## MATERIAL FOR THIS EXERCISE:
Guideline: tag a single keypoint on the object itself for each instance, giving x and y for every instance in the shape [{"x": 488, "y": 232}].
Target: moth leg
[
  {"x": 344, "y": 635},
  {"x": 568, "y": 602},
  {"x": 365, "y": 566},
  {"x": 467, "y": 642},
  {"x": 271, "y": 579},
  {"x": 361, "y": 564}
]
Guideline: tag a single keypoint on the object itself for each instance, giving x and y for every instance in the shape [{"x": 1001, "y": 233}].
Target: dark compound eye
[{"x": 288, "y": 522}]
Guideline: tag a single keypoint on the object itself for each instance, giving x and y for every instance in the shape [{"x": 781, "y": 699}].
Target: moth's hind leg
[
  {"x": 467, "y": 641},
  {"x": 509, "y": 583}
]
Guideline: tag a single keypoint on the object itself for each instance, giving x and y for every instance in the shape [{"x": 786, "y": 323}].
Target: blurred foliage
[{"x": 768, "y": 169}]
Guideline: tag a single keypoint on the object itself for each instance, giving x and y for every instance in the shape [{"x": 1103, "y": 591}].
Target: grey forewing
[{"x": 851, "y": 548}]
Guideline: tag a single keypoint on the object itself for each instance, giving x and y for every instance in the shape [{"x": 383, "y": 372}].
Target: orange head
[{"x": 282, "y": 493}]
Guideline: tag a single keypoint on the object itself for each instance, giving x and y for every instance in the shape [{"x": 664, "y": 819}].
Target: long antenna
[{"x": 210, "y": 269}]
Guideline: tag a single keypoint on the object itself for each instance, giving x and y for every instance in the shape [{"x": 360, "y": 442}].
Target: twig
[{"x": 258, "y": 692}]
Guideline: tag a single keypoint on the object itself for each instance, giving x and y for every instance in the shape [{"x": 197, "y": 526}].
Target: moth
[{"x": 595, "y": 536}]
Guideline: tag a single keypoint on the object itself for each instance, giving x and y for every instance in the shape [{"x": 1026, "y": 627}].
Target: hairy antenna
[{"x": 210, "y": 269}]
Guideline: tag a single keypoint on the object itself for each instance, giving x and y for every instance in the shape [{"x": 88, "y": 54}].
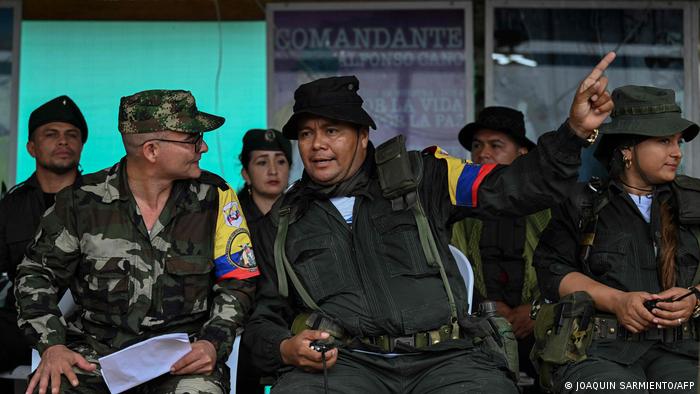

## WHAT YOU SHOULD DO:
Output all of the records word for word, and keep the pictures out of the copy.

## SOLUTION TO THIS TASK:
Guideline: tag a single keypoint on the object itself for each instance, giving x and y for every instance in the shape [{"x": 488, "y": 232}].
Target: moth leg
[
  {"x": 344, "y": 635},
  {"x": 568, "y": 602},
  {"x": 365, "y": 566},
  {"x": 467, "y": 642},
  {"x": 271, "y": 579},
  {"x": 361, "y": 564}
]
Guideline: tag a single keypoint on the object itself for each instance, giving x and y for every instance in the shape [{"x": 1001, "y": 233}].
Target: dark compound eye
[{"x": 288, "y": 522}]
Guideline: tag a single keypoint on the object itself for each instance, giving x and y for every instance in the shape [{"x": 781, "y": 699}].
Target: moth's hind leg
[
  {"x": 467, "y": 641},
  {"x": 509, "y": 583}
]
Guideline: tag a single keypoint on the object itself for each instance, giving x and y for every instance in the shape [{"x": 786, "y": 323}].
Target: blurred foliage
[{"x": 768, "y": 169}]
Guideline: tag a single keypoint on the object itself for each instance, giving x and y for every instance in the shape [{"x": 1103, "y": 591}].
Target: grey forewing
[{"x": 851, "y": 548}]
Guideline: tag a single keypoint on the object itself for each instance, giving x and y for every instance in the shape [{"x": 383, "y": 372}].
Target: orange head
[{"x": 282, "y": 493}]
Guideline: tag a single keypoint on the object itself for each instance, giving x and y for every instance in the shape [{"x": 664, "y": 819}].
Target: long antenna
[{"x": 210, "y": 269}]
Guideline: tag a single keypoint on the object itself for each instance, giving x and y for every instance in the shape [{"x": 360, "y": 442}].
Target: twig
[{"x": 258, "y": 692}]
Guideline: tag a single keypoint on the object itself for each instance, giving x and y for every instance in the shape [{"x": 197, "y": 526}].
Target: moth
[{"x": 595, "y": 536}]
Guideline: tag a single keypoint on the object itself for each instance, giving x and y for every instance in the shape [{"x": 1026, "y": 627}].
Target: hairy antenna
[{"x": 210, "y": 269}]
Guideline: tag a single keypoint on the object itself for each instance, giving x and y for every instance in the shape [{"x": 88, "y": 54}].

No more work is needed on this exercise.